Task material:
** START **
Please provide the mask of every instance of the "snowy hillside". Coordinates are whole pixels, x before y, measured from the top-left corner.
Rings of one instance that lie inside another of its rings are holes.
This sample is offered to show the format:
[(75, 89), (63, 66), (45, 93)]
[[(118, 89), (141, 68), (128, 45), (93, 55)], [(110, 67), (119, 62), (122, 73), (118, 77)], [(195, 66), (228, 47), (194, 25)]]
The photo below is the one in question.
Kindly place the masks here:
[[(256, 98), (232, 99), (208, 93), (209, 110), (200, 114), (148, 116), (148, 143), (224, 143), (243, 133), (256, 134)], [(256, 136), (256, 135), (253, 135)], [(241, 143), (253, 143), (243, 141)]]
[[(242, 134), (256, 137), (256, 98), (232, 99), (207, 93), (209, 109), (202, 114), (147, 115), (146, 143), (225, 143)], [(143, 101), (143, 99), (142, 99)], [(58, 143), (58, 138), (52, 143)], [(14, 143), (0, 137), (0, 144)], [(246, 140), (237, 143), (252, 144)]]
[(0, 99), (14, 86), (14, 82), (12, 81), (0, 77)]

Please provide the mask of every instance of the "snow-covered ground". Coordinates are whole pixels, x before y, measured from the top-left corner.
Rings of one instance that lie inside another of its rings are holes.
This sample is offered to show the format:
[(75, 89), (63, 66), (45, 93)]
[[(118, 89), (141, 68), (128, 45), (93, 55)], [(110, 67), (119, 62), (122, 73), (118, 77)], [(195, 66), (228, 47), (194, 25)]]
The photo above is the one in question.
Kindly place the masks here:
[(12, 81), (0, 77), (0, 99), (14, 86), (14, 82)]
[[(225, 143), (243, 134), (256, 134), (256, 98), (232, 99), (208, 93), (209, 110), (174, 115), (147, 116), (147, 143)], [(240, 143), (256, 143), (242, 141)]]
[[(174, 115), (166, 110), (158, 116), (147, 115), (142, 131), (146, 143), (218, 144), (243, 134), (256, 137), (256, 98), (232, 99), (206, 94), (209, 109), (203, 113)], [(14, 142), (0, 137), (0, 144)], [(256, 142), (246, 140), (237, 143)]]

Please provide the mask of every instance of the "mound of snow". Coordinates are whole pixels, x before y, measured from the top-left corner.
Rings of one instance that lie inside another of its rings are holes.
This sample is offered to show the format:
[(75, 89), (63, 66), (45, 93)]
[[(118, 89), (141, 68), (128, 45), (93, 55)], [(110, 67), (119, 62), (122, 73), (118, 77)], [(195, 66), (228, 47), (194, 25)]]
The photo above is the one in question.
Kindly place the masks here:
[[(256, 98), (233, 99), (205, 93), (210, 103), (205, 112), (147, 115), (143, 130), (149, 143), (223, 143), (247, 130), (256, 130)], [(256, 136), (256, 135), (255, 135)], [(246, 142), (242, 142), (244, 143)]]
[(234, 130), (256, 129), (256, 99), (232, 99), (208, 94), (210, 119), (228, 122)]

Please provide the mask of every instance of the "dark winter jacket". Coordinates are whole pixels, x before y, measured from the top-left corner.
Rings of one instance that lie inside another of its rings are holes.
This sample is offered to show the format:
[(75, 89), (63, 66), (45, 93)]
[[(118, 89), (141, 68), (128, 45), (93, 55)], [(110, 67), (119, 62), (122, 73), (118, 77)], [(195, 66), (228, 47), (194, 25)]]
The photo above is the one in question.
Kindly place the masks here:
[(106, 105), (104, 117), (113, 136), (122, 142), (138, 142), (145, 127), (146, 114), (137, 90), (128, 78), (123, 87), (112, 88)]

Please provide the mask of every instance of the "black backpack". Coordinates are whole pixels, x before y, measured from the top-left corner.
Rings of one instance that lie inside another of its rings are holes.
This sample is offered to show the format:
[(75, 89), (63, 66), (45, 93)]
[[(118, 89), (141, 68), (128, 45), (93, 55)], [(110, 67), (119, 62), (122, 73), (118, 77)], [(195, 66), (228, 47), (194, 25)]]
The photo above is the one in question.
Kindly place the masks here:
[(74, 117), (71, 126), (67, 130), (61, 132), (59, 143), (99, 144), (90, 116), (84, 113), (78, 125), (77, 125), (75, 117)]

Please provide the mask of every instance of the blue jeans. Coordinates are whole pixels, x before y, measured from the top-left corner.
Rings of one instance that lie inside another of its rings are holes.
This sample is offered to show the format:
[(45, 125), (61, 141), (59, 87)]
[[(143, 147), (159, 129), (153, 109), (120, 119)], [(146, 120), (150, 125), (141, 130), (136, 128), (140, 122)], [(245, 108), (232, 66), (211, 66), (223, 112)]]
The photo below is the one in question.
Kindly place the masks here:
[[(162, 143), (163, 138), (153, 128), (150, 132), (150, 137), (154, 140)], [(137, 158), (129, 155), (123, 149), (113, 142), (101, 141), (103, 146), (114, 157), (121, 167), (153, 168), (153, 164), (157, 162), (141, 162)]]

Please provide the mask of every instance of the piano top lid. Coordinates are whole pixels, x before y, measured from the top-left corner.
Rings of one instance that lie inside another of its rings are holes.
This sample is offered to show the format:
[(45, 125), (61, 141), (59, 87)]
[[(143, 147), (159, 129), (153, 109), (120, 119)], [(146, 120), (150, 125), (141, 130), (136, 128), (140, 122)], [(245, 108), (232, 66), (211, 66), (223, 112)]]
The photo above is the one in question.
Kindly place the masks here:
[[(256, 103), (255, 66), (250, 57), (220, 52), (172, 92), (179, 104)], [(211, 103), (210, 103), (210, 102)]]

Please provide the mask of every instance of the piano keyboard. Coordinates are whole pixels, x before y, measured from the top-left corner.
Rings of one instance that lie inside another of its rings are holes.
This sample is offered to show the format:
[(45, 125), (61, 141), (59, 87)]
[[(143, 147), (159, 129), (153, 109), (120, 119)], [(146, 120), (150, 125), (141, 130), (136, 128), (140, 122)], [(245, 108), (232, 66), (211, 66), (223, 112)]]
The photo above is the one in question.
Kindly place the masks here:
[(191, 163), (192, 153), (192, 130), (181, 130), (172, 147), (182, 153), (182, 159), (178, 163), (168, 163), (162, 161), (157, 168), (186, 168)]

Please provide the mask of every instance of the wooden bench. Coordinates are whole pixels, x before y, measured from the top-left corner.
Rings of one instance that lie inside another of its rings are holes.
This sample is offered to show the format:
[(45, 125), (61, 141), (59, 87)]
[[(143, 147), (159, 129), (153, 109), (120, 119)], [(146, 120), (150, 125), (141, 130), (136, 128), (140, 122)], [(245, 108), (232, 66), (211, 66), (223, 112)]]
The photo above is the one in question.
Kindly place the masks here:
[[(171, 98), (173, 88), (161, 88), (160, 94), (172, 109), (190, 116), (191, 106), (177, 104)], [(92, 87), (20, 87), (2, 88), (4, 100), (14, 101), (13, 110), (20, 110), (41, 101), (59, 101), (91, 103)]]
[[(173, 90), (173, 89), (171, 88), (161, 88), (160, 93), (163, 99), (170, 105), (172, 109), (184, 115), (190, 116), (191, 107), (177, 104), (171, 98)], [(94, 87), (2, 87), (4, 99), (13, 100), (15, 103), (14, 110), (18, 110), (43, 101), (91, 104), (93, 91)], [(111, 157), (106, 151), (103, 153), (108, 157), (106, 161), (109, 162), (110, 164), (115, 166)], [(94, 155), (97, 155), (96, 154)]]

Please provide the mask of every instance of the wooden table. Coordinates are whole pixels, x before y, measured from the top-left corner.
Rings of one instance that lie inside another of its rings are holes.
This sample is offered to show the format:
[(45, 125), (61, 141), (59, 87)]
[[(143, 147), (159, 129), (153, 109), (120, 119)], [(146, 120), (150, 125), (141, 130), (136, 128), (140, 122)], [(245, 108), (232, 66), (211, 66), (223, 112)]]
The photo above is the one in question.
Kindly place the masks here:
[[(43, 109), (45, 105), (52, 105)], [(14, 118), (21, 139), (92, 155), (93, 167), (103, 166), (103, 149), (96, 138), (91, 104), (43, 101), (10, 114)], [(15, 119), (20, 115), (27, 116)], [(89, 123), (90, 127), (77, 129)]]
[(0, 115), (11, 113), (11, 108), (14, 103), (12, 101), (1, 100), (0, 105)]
** END **
Brief:
Transcribe the stretch from the start of the entries through the line that contains "[(0, 99), (14, 86), (14, 82), (12, 81), (0, 77)]", keeping every character the same.

Solved exercise:
Please provide the mask of every instance of the "snowy hillside". Coordinates are whole pixels, x before y, measured from the top-left corner.
Rings of one instance that lie inside another of its rings are holes.
This sample is offered to show the format:
[(75, 89), (63, 66), (45, 93)]
[[(118, 89), (141, 68), (128, 45), (93, 55)], [(110, 67), (119, 62), (122, 73), (118, 77)], [(195, 66), (228, 47), (194, 25)]]
The photo below is the one in question.
Kindly place the masks here:
[[(256, 98), (232, 99), (208, 93), (209, 110), (200, 114), (148, 116), (148, 143), (224, 143), (243, 133), (256, 134)], [(256, 136), (256, 135), (253, 135)], [(241, 143), (253, 143), (243, 141)]]
[[(242, 134), (256, 137), (256, 98), (232, 99), (207, 93), (209, 109), (202, 114), (147, 115), (146, 143), (225, 143)], [(143, 101), (143, 99), (142, 99)], [(58, 143), (58, 138), (52, 143)], [(14, 143), (0, 137), (0, 144)], [(246, 140), (237, 143), (252, 144)]]
[(0, 99), (14, 86), (14, 82), (12, 81), (0, 77)]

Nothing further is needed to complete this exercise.